DIRECTIVE: Every entry below must appear again, exactly as written.

EXTRACTED ENTRIES:
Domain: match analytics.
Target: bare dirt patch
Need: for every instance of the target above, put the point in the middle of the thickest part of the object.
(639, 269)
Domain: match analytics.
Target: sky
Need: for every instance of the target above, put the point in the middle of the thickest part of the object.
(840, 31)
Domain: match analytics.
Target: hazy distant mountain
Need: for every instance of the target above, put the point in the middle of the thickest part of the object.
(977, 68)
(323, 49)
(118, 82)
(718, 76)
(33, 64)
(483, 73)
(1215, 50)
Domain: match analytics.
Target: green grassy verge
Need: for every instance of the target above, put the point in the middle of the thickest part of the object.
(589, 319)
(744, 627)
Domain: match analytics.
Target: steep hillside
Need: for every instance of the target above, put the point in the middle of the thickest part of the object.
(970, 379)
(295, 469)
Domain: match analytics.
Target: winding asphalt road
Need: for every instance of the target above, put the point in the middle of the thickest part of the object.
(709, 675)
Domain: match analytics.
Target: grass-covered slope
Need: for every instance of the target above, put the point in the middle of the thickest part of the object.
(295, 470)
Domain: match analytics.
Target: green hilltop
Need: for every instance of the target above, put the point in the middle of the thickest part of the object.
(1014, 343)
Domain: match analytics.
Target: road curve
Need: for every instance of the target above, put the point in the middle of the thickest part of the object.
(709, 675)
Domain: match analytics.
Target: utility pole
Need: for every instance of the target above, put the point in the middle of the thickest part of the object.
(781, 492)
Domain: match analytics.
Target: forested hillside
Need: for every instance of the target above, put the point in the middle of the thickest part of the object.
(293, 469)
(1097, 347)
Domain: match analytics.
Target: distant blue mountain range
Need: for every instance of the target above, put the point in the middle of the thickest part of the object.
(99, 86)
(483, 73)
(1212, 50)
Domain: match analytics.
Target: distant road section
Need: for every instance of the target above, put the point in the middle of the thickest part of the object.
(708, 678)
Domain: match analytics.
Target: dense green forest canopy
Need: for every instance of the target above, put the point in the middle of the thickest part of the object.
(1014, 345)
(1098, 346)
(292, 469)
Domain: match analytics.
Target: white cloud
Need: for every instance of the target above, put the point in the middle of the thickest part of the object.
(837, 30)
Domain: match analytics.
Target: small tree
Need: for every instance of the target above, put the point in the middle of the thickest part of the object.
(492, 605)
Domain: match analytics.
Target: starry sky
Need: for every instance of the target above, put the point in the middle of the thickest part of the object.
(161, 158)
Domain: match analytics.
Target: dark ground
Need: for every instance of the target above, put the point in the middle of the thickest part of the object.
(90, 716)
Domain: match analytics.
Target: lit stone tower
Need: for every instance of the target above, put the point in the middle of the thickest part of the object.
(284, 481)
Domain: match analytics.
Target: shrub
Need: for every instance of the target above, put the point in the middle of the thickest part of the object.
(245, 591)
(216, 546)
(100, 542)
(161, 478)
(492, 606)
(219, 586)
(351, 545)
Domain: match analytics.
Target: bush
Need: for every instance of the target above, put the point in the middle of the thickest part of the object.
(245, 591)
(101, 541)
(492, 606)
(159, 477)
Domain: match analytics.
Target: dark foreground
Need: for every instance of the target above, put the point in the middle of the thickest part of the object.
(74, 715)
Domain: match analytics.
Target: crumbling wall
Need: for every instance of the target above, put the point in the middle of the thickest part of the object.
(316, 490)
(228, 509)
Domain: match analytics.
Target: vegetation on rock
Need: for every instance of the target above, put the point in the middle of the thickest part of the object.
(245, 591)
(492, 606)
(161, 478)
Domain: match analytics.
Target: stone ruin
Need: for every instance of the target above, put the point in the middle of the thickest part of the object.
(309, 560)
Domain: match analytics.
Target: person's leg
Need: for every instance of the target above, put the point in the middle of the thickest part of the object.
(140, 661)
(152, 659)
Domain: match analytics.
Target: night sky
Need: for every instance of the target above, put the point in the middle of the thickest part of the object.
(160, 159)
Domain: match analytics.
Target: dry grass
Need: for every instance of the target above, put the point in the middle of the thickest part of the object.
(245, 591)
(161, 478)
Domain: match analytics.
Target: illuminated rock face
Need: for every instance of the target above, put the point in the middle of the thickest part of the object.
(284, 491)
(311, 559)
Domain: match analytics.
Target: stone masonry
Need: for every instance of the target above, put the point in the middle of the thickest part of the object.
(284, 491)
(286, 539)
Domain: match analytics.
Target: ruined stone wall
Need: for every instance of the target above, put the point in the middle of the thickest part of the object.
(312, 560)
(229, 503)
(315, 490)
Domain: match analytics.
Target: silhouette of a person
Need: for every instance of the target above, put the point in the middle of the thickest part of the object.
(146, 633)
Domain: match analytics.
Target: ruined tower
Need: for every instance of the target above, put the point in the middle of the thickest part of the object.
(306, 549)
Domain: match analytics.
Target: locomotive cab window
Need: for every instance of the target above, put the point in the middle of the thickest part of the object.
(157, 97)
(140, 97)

REPLY TO THE EXERCISE:
Domain: match analytics.
Target: bare dirt patch
Need: for every instance of the target above, put the point in the middle of the thickest part of the object.
(639, 269)
Domain: match analytics.
Target: sky
Need: for every instance of the target above, put the point in the middle of the thickest part of the object.
(840, 31)
Domain: match analytics.
Target: hazy distant mountain
Need: for every instance of the target above, put the point in the middle of the thickest part of the object.
(977, 68)
(323, 49)
(118, 82)
(718, 76)
(33, 64)
(483, 73)
(1215, 50)
Domain: match analytics.
Target: green grassy verge
Need: for every instance of the target above, put the point in the middle of the thickest part of the object.
(589, 319)
(744, 627)
Domain: match analytics.
Target: steep hillside
Need: for every instance of the target above, put the point in the middle of the thickest part of the object.
(970, 379)
(295, 469)
Domain: match analytics.
Target: winding asphalt road
Need: for every instance of the target above, put the point in the middle of the thickest part of the object.
(709, 675)
Domain: match analytics.
Target: grass-covered slope
Need: for every instance of the target above, put the point in the middle of the thickest part of the object.
(295, 470)
Domain: match analytics.
Target: green hilltop
Need: for every instance of the target above, put the point in the middle of the thickest part of the object.
(1014, 343)
Domain: match analytics.
Target: road curve
Need: for every instance of the target above, put the point in the middle of the thickest part of the object.
(709, 675)
Domain: match analytics.
Target: utility pole
Need: for every instance of the target above, put the point in the middle of the thickest part of the object.
(781, 492)
Domain: match analytics.
Target: forested hillside
Need: for every instance of the target above, put the point in the middle of the thickest part of the object.
(293, 469)
(1097, 347)
Domain: match analytics.
Target: distant blue mountain range
Need: for every instance of the target above, put the point in the middle of the thickest part of the object.
(99, 86)
(483, 73)
(1212, 50)
Domain: match analytics.
Target: distant road section
Need: for every instance of the target above, put the point in the middle of the thickest part of the object.
(708, 678)
Domain: match analytics.
Target: dense green forest canopy
Need: for every instance of the target above, put the point in the middle of the thickest part of the object.
(1014, 345)
(1098, 346)
(292, 469)
Domain: match analytics.
Target: white cloud
Need: for every instance of the target above, put the point in the middle of the thickest part of the object.
(837, 30)
Domain: match analytics.
Target: small tree
Need: for every instance of the target above, put the point in the middle of the thickest part of the object.
(492, 605)
Domain: match analytics.
Target: starry sky
Need: for every instance of the target above, put the point in the middle of the thickest part of the object.
(161, 158)
Domain: match analytics.
Target: dark ground
Need: for every instance of the target above, put the point in the middle of the thickest part of the object.
(90, 716)
Domain: match analytics.
Target: lit stone tower
Need: for every instance of the target above, put the point in the middle of the thickest part of the object.
(284, 481)
Domain: match analytics.
Target: shrub
Need: for every instance of the target above, put the point in the middle of the thickest part of the object.
(245, 591)
(216, 546)
(100, 542)
(161, 478)
(492, 606)
(219, 586)
(351, 545)
Domain: match analytics.
Target: bush
Need: for every instance of the target above, put the point in the middle of the thickest part of the object.
(245, 591)
(101, 541)
(492, 606)
(159, 477)
Domain: match analytics.
Target: dark foreground
Need: for every instance of the target above, put the point in the middle of the thickest part of the object.
(74, 715)
Domain: match analytics.
Target: crumbling wall
Need: for every instance of the target above, put the point in the middle of the thickest part of the object.
(316, 490)
(228, 509)
Domain: match analytics.
Target: vegetation on rock
Need: for every instance of the target above, put the point in the middle of the thickest part of the object.
(245, 591)
(492, 606)
(161, 478)
Domain: match analytics.
Target: stone ruin
Need: for every instance of the target above, put the point in the middle of the thickest part of the object.
(309, 560)
Domain: match analytics.
Target: person's leg
Need: for every instance of the target above, put the point in the middle of the thickest part of the object.
(140, 661)
(152, 659)
Domain: match analytics.
Target: night sky
Need: for every instance of the target above, put the point in the middle of the thickest part of the object.
(160, 159)
Domain: match analytics.
Target: dry grass
Need: for every instance of the target above, put the point in the middle of the thickest part of the object.
(245, 591)
(161, 478)
Domain: match analytics.
Target: illuminated rock face
Need: for every instance of the target above, put the point in the middle of the thickest part of the object.
(284, 491)
(311, 559)
Domain: match analytics.
Target: stone masonry
Need: for every instance of the target above, put the point in the middle of the thickest part of the object.
(284, 491)
(286, 539)
Domain: match analytics.
Target: ruined stone wall
Need: for every instance of the target above, put the point in the middle of the thickest part of the object.
(312, 560)
(229, 503)
(315, 490)
Domain: match analytics.
Target: silhouette of a person
Need: for every instance of the target above, put the point in the middle of the thickest part of the object.
(146, 633)
Domain: match analytics.
Target: ruined tower
Need: for every instance of the target above, put the point in the middle of the thickest part of the object.
(306, 549)
Domain: match analytics.
Target: locomotive cab window
Need: for every instance of the target above, put the point in the middle of the thickest part of the object.
(157, 97)
(140, 97)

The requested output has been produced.